- TASK DETAILS
Below are the records. Retype exactly the lines between the lines holding "Task: indicate the black iron" and "Task: indicate the sidewalk", inclusive.

[[ DATA TO EXAMINE, beginning ]]

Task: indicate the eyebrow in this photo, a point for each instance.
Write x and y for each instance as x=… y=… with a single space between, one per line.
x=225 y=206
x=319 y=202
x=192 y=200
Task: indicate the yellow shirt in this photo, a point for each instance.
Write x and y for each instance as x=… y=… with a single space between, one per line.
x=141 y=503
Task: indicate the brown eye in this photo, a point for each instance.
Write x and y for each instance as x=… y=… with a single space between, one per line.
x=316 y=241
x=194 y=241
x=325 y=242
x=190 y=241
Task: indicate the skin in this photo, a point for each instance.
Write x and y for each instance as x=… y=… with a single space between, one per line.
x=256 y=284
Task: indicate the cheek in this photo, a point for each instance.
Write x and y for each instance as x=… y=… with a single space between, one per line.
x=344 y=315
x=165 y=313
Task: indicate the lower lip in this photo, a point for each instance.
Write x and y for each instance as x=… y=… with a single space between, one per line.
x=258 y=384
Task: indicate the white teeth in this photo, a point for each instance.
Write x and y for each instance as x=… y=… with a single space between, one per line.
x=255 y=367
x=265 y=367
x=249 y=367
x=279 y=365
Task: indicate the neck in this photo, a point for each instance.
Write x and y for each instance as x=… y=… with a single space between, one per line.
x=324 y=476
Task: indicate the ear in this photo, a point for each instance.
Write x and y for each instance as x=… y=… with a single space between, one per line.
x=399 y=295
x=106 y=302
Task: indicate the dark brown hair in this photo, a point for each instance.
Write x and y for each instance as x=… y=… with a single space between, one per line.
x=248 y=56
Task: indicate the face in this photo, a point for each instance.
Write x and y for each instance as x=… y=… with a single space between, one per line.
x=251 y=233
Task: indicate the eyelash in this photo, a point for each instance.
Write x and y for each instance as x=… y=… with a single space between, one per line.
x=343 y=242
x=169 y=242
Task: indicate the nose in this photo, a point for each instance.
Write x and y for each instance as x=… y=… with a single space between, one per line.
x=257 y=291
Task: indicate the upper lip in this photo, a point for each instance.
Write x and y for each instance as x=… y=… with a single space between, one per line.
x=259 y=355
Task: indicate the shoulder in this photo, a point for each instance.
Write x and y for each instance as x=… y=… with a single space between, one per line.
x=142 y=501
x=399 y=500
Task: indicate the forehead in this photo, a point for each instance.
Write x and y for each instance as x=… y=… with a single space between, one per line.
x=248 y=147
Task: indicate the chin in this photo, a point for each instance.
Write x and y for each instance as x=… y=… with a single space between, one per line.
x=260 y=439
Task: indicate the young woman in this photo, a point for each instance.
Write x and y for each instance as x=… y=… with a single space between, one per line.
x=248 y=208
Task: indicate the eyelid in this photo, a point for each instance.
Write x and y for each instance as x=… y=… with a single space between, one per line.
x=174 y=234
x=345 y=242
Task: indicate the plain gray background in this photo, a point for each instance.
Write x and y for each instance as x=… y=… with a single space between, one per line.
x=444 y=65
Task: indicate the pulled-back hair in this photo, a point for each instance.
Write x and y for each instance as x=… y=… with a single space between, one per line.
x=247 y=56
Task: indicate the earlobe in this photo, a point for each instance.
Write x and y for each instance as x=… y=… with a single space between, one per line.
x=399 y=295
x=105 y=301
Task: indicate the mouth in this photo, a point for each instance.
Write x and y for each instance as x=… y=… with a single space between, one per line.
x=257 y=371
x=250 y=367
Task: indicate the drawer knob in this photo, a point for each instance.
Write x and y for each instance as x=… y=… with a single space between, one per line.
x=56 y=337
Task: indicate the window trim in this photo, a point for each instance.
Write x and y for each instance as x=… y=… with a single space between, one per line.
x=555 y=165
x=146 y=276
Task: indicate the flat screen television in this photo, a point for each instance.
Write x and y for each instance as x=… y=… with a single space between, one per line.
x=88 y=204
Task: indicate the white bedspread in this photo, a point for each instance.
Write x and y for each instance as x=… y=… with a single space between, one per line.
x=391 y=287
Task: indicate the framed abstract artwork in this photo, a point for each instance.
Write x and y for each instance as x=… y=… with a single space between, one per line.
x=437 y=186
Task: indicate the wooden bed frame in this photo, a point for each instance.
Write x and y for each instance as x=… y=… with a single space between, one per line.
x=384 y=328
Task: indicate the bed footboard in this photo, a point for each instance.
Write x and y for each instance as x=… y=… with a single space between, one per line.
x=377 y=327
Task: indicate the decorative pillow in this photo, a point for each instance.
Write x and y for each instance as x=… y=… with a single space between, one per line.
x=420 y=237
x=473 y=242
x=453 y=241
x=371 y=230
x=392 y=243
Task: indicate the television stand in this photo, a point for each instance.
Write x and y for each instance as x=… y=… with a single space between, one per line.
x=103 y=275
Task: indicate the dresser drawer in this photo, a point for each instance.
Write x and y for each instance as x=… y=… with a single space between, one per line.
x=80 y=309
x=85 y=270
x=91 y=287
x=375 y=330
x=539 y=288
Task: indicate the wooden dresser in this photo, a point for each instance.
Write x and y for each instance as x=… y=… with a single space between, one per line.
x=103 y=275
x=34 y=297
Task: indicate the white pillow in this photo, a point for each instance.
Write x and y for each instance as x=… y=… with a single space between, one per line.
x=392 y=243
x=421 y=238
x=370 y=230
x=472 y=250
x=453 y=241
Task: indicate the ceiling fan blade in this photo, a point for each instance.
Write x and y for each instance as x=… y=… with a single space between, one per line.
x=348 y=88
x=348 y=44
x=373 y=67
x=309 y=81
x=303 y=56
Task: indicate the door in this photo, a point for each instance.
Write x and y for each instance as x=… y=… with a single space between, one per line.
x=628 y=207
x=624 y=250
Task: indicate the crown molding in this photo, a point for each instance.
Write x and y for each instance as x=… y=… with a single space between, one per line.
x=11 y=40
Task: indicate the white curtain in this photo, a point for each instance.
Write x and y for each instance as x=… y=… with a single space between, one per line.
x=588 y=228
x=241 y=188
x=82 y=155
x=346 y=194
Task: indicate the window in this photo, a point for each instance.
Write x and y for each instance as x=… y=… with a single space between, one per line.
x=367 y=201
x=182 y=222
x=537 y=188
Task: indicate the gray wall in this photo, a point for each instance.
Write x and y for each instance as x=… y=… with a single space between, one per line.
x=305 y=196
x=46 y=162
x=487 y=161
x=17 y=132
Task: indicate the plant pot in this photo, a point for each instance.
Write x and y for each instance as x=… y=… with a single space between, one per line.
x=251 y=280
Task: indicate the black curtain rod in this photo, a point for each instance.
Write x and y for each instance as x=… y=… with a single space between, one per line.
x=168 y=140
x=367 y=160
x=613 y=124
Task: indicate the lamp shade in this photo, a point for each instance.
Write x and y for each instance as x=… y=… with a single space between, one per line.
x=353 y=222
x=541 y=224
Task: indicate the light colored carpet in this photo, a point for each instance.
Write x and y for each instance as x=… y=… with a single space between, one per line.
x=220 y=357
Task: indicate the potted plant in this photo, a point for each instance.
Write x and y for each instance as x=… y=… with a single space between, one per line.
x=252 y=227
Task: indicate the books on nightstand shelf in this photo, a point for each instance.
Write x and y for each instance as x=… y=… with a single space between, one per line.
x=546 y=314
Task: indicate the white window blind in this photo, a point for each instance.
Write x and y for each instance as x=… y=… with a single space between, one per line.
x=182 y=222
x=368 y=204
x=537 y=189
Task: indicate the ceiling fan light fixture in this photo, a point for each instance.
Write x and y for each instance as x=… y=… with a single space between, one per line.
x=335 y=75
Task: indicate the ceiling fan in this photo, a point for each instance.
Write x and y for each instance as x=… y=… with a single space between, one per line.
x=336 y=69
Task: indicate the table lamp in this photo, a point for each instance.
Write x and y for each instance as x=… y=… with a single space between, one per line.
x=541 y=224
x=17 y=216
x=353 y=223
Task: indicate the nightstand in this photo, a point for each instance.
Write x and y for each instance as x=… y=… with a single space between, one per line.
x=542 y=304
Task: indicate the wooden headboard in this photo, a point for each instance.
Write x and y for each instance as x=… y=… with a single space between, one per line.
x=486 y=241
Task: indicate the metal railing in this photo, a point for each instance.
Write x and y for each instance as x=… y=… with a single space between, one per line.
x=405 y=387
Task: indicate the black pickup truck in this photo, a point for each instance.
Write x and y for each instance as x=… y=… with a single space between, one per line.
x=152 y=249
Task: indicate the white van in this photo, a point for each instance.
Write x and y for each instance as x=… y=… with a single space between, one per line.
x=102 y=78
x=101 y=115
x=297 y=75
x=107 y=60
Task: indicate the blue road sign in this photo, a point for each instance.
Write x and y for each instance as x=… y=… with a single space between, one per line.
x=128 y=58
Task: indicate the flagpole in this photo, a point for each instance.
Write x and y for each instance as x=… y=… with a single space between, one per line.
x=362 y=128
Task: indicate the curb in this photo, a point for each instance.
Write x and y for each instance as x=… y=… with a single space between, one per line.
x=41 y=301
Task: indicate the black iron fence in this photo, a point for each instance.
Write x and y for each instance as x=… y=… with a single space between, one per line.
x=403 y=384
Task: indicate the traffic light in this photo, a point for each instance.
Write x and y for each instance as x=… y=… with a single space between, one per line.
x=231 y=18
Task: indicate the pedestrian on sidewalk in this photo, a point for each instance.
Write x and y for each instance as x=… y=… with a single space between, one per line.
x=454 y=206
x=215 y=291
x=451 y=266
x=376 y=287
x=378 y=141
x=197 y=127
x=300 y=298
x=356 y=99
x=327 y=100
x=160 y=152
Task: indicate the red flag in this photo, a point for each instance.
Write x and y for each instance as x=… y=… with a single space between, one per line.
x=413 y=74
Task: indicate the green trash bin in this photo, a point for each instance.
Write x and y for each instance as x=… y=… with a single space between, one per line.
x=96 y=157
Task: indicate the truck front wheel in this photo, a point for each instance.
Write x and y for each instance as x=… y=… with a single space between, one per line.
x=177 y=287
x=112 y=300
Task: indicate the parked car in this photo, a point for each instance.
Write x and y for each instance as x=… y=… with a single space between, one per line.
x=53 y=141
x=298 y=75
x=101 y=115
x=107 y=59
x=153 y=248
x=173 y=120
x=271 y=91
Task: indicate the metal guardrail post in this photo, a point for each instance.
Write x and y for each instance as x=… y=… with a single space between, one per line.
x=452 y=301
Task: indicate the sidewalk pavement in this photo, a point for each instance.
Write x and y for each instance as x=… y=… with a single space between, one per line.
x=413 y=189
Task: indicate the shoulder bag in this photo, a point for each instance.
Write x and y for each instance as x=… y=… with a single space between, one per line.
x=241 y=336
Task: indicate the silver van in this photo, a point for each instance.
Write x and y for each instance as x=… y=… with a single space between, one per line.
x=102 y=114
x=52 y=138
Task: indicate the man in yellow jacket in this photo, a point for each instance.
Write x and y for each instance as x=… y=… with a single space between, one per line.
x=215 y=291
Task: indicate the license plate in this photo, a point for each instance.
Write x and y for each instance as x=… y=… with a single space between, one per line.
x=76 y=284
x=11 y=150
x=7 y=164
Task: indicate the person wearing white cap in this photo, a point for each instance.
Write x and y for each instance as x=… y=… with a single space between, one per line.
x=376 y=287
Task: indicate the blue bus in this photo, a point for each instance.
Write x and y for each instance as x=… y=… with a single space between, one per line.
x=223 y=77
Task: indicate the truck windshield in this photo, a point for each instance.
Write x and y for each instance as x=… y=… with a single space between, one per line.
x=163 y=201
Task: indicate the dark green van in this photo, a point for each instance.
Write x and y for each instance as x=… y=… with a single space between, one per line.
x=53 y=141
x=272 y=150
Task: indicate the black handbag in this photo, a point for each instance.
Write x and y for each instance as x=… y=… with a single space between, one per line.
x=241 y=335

[[ DATA TO EXAMINE, end ]]

- WRITTEN RESPONSE
Task: indicate the black iron fence in this photo, a point for each instance.
Write x and y for each instance as x=… y=… with a single space between, one per line.
x=403 y=384
Task: indicate the traffic light in this photo, a point for each instance.
Write x and y for each instance as x=… y=… with a single space between, one per line.
x=231 y=18
Task: indicate the pedestrian on sidewalk in this photo, a point for each instance.
Write x and y for each instance as x=… y=… with a single space between, one per line.
x=454 y=206
x=215 y=291
x=451 y=266
x=376 y=287
x=378 y=141
x=197 y=127
x=300 y=298
x=356 y=99
x=327 y=100
x=160 y=152
Task: indicate the red flag in this photo, a point for each instance.
Write x and y for each instance as x=… y=… with a single space between, one per line.
x=413 y=74
Task: indicate the green trash bin in this photo, a point for each instance.
Write x and y for each instance as x=… y=… with a single space between, one per line.
x=96 y=157
Task: indicate the truck front wheel in this photo, a point for each instance.
Write x and y for each instance as x=… y=… with a single space between, one per line.
x=177 y=287
x=112 y=300
Task: indicate the parked car in this photo, a point for each instance.
Write x and y for each instance as x=… y=… with a single space between, one per line.
x=53 y=141
x=298 y=75
x=101 y=115
x=107 y=59
x=153 y=248
x=173 y=120
x=271 y=91
Task: indicate the metal guardrail post in this photo, a point for each instance.
Write x and y for each instance as x=… y=… with a single space between, one per line.
x=452 y=301
Task: indicate the sidewalk pavement in this photo, a point for each instance.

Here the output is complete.